→ Polecenia:
• A. Przepisz dokładnie fragment tekstu o szwajcarskim PKB od „Data dodania: 2015-08-28” aż do „1,2 proc. r/r.”.
• B. Według tekstu o szwajcarskim PKB, o ile wzrosła gospodarka Szwajcarii w II kwartale?
── Tekst źródłowy ──
Data dodania: 2015-08-28 (12:23)
Szwajcaria: Opublikowane dzisiaj rano dane o wzroście PKB w II kwartale okazały się nieco lepsze od oczekiwań, które zakładały spadek o 0,1 proc. k/k i wzrost o 0,9 proc. r/r. Tymczasem gospodarka wzrosła o 0,2 proc. k/k i 1,2 proc. r/r.
Naszym zdaniem: Spadek w ujęciu kwartalnym obserwowany w poprzednim okresie nie powtórzył się, dlatego też nie możemy mówić o tzw. technicznej recesji. Uwagę zwraca niewielki spadek eksportu, bo o 0,2 proc. k/k i odbicie w inwestycjach o 1,5 proc. k/k, oraz wzrost konsumpcji prywatnej o 0,3 proc. k/k. Dzisiaj wieczorem mamy zaplanowane wystąpienie prezesa SNB, Thomasa Jordana na sympozjum w amerykańskim Jackson Hole.
Oczekiwania rynku zdają się nie zakładać rychłych zmian w polityce pieniężnej SNB, czyli chociażby zmiany stawki LIBOR na posiedzeniu w połowie września. W ostatnich dniach frank powiela globalne nastroje. Poniższy wykres przebiegu stóp zwrotu par z frankiem za ostatnie 5 dni dobrze to pokazuje – CHF zyskiwał jak było nerwowo na rynkach akcji i odwrotnie. Niemniej we wtorek pojawiły się głosy o większej aktywności SNB na rynku. Dzisiaj argumentem do zwyżki CHF są wspomniane dane nt. PKB.
Wykres przebiegu stóp zwrotu par z CHF za ostatnie 5 dni
Umocnienie się franka jest jednak mało widoczne na EUR/CHF. To wynik ogólnie mocniejszej pozycji euro, które dzisiaj odbija po przecenie z ostatnich dni. Wsparciem stały się dobre dane z Hiszpanii. Sprzedaż detaliczna wzrosła w lipcu o 4,1 proc. r/r (najlepiej od 7 miesięcy), wobec oczekiwanych 0,9 proc. r/r. Niemniej inflacja spadła o 0,5 proc. r/r w sierpniu wobec szacowanych -0,1 proc. r/r. Dzisiaj o godz. 14:00 poznamy szacunkowe dane nt. inflacji CPI z Niemiec. Na razie wstępne odczyty z części landów zdają się wskazywać na dalsze wyhamowanie dynamiki cen.
Analiza techniczna EUR/CHF pokazuje, że dopiero spadek poniżej 1,0815 może dać negatywny sygnał do spadków. Analogicznie mocny opór to 1,0860-80. Konsolidacja jest wąska, stąd też potencjalne wybicie dość realne na dniach. Przy czym większe ryzyko tkwi w wyjściu dołem.
───
── Wpisy ──
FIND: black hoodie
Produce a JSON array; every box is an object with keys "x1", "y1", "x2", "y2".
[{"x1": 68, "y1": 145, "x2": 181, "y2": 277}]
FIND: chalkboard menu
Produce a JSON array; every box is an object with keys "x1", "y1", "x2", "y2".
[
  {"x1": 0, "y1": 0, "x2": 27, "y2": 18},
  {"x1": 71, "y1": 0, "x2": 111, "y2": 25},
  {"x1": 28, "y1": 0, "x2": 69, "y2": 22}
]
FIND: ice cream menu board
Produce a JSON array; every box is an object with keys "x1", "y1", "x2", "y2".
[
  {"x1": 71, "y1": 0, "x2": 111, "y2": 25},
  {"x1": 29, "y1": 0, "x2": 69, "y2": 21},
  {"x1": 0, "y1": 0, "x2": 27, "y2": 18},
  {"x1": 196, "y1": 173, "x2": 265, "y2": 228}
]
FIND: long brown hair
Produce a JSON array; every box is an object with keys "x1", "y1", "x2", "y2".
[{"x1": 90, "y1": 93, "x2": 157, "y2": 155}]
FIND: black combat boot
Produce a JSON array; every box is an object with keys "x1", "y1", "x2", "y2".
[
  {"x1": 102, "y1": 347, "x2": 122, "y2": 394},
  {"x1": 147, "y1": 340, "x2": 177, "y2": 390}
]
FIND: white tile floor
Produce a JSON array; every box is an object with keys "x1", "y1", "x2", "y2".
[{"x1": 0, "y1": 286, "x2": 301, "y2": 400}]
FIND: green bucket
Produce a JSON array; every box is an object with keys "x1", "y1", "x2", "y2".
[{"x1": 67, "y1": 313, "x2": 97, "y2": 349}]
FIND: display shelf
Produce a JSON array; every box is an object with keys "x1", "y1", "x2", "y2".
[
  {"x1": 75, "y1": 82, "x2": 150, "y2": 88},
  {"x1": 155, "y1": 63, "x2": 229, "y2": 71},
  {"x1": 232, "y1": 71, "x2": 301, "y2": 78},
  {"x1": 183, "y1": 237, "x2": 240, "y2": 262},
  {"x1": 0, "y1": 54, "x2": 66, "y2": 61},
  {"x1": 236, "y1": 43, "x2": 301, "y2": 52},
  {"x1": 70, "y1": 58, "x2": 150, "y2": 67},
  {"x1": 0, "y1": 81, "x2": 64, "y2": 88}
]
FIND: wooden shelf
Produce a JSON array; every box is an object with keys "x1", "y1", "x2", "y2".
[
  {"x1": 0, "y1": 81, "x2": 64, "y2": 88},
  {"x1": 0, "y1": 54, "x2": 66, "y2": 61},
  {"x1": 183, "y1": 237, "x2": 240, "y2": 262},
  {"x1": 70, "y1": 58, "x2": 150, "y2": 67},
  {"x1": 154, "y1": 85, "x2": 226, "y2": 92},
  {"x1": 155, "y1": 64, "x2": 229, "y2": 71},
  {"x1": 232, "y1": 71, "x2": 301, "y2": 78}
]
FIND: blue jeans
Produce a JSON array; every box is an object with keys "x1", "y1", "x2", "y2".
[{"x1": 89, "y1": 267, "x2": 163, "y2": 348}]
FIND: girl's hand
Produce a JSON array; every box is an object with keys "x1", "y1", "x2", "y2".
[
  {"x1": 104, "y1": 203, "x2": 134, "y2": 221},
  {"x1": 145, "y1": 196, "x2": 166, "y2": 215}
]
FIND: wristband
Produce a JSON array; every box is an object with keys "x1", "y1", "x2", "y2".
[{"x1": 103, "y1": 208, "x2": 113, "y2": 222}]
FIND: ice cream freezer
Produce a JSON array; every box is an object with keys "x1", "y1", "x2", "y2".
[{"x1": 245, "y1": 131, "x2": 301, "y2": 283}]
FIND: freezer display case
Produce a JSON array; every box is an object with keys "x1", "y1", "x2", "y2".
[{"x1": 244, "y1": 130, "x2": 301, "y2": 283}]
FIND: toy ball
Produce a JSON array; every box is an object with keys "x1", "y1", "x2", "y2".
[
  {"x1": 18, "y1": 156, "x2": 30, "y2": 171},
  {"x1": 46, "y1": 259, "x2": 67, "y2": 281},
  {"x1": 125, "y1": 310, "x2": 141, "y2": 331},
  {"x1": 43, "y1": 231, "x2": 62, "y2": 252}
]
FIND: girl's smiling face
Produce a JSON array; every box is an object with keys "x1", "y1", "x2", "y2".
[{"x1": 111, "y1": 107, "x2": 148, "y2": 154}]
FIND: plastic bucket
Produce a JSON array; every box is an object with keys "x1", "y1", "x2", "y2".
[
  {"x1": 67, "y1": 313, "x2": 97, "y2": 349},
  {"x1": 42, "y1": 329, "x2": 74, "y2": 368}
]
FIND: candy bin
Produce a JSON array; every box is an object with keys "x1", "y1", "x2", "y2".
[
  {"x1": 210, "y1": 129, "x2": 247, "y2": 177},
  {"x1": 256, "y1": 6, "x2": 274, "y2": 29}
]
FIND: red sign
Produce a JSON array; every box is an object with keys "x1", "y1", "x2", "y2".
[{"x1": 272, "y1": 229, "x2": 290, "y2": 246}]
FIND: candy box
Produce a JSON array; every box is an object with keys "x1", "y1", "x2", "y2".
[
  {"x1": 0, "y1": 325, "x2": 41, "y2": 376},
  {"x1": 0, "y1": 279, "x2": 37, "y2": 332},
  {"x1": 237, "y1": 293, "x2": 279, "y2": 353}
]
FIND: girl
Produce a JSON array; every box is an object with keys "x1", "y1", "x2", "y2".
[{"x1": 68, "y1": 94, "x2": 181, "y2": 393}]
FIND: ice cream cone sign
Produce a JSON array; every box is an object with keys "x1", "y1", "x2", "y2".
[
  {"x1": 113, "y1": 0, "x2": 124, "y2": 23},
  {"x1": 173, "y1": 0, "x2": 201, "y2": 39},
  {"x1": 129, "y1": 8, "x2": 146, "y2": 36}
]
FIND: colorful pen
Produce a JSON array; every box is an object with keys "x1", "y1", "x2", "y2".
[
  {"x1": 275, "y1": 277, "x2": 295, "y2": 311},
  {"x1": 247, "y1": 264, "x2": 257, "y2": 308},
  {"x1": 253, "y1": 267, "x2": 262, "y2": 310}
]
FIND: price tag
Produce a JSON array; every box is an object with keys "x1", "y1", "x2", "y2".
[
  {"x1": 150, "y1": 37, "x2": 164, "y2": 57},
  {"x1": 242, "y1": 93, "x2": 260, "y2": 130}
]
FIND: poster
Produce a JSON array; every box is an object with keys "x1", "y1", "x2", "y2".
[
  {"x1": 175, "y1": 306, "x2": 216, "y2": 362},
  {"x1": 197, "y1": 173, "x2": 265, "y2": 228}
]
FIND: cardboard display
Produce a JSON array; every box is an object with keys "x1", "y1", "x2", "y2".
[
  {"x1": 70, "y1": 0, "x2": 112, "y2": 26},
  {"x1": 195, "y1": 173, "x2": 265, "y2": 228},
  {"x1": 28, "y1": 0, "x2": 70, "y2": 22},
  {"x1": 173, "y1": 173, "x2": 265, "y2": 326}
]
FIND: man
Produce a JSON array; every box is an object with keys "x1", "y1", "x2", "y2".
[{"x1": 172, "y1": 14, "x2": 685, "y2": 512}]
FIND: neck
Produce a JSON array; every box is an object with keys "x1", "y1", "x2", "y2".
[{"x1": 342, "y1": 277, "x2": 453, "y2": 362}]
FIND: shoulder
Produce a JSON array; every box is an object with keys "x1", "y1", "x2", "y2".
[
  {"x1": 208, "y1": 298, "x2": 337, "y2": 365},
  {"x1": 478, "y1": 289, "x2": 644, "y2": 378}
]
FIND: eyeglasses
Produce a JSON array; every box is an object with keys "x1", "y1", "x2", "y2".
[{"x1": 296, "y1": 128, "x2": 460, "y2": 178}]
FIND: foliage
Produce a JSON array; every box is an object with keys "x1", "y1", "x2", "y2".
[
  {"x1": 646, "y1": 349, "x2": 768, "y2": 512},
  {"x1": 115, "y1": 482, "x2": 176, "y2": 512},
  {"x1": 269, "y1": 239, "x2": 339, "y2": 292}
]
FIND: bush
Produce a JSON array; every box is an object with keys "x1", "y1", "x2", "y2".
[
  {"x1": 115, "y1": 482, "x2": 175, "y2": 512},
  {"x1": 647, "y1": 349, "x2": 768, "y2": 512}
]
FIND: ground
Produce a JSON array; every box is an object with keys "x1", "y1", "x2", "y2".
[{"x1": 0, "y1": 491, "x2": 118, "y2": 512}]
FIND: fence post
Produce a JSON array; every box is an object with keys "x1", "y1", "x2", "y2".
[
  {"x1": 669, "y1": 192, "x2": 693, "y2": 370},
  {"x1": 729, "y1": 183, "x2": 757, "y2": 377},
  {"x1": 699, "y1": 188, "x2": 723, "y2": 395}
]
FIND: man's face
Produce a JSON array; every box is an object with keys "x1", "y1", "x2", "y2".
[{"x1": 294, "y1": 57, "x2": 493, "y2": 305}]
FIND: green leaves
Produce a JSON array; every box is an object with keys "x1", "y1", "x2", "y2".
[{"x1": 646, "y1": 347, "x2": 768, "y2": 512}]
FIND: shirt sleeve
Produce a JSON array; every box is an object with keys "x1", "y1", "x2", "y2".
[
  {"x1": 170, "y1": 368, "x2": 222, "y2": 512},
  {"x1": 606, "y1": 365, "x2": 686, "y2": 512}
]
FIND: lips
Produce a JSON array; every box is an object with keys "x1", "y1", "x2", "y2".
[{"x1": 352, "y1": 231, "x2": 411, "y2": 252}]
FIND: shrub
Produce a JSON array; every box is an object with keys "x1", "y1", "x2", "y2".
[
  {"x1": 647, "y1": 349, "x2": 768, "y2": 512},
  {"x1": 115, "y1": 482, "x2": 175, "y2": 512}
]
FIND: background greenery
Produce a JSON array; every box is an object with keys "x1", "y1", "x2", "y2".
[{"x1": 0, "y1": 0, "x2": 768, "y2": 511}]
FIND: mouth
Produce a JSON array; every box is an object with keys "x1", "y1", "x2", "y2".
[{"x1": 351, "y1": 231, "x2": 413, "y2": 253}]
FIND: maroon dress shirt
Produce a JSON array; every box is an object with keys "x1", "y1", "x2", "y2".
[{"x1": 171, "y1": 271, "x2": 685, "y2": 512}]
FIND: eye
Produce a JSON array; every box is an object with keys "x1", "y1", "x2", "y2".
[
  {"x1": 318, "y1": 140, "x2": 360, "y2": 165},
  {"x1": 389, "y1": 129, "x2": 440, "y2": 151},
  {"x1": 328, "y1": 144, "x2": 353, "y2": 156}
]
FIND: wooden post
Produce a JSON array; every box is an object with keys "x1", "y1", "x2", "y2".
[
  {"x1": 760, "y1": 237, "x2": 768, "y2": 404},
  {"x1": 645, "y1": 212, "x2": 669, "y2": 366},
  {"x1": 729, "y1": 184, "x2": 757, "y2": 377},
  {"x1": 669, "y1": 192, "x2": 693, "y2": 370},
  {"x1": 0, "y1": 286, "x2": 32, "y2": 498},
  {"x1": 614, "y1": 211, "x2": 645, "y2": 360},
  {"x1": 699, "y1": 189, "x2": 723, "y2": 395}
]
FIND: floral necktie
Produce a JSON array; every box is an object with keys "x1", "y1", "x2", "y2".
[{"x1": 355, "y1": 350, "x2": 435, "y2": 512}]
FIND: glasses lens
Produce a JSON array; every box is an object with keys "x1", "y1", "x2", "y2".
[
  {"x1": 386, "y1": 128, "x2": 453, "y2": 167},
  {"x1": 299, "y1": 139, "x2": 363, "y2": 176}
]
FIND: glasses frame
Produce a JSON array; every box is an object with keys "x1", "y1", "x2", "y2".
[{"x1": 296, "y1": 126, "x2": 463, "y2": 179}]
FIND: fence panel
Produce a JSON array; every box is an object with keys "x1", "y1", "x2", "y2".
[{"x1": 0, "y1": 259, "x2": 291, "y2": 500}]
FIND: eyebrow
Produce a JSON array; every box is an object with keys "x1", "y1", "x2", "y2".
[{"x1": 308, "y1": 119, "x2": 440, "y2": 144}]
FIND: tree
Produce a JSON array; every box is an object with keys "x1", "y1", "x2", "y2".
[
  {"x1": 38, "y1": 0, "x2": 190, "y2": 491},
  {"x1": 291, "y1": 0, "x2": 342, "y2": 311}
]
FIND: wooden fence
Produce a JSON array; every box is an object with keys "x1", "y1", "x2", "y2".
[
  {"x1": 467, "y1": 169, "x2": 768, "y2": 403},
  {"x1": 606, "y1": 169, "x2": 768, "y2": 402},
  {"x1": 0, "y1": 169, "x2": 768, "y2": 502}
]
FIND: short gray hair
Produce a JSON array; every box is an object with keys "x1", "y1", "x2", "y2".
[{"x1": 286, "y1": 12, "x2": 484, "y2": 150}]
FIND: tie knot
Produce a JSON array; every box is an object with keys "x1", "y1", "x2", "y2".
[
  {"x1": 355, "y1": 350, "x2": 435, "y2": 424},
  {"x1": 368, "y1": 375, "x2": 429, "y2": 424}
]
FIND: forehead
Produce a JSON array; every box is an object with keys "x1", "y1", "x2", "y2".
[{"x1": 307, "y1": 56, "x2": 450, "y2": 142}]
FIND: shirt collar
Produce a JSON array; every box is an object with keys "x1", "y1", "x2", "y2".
───
→ Odpowiedzi:
• A.
Data dodania: 2015-08-28 (12:23)
Szwajcaria: Opublikowane dzisiaj rano dane o wzroście PKB w II kwartale okazały się nieco lepsze od oczekiwań, które zakładały spadek o 0,1 proc. k/k i wzrost o 0,9 proc. r/r. Tymczasem gospodarka wzrosła o 0,2 proc. k/k i 1,2 proc. r/r.

• B. O 0,2 proc. k/k i o 1,2 proc. r/r.